### TASK STATEMENT
Every line of the entries below that carries the string "handle" should be copied.

───── RECORD EXCERPTS

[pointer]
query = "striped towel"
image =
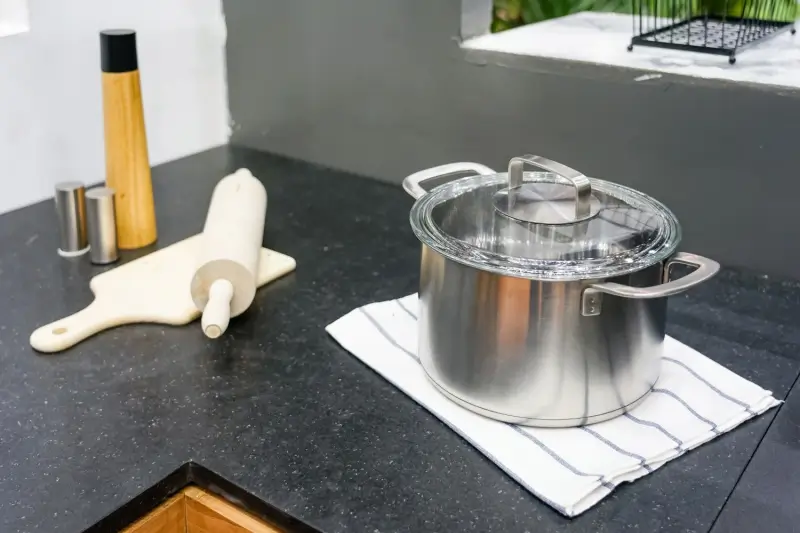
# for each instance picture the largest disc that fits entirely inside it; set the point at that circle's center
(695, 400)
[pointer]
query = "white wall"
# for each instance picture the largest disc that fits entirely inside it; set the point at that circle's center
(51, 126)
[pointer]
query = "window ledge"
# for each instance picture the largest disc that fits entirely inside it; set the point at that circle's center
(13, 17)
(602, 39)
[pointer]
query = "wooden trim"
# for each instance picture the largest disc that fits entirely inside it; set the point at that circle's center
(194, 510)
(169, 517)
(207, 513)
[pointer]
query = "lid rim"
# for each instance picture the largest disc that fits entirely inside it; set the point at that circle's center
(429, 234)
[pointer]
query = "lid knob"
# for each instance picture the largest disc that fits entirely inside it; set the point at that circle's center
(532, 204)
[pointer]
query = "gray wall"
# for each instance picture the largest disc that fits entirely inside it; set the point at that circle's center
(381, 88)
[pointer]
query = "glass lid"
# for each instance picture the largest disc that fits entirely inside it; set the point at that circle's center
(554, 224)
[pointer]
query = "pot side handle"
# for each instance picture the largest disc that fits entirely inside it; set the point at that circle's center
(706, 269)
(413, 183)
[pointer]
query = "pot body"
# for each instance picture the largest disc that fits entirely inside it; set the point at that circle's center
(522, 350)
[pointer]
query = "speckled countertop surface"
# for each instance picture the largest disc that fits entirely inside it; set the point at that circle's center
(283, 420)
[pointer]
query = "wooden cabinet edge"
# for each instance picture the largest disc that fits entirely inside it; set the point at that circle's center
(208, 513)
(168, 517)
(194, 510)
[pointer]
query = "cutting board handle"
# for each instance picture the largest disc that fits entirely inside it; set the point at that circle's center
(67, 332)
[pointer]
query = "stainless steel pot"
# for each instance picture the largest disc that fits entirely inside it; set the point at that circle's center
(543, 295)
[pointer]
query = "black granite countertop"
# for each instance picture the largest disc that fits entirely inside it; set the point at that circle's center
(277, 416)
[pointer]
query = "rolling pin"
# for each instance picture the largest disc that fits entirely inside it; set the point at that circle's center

──────────
───── RECORD EXCERPTS

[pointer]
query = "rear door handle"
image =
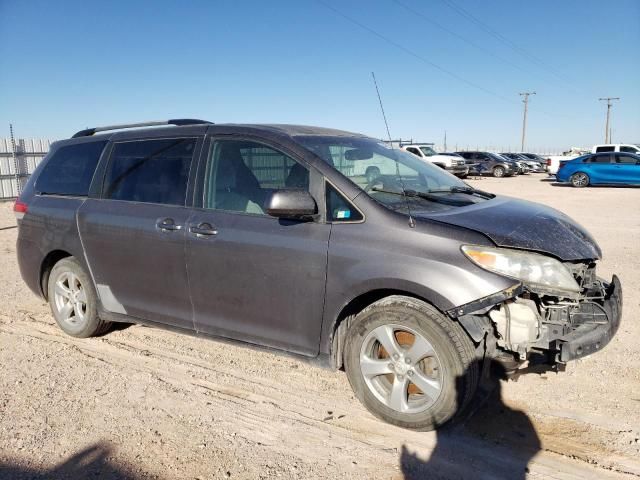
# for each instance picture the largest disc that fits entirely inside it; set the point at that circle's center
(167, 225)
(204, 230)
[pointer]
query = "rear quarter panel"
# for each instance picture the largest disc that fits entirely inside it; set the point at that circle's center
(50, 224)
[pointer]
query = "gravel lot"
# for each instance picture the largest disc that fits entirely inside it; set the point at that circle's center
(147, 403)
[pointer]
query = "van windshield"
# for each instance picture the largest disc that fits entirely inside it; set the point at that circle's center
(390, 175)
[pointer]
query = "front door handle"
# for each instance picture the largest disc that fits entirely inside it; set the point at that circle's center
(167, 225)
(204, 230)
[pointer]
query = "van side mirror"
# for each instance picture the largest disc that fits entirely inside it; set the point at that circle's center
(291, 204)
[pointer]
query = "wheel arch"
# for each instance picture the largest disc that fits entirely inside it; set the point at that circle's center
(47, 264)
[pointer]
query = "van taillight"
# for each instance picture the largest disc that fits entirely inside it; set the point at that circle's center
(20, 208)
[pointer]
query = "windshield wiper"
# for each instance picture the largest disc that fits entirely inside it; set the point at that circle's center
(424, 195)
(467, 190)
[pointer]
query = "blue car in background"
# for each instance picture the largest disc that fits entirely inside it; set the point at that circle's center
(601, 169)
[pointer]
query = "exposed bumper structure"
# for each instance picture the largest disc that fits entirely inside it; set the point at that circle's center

──────────

### EXERCISE OUTPUT
query = "pot side handle"
query = "cutting board handle"
query = "rear door handle"
query = "front door handle"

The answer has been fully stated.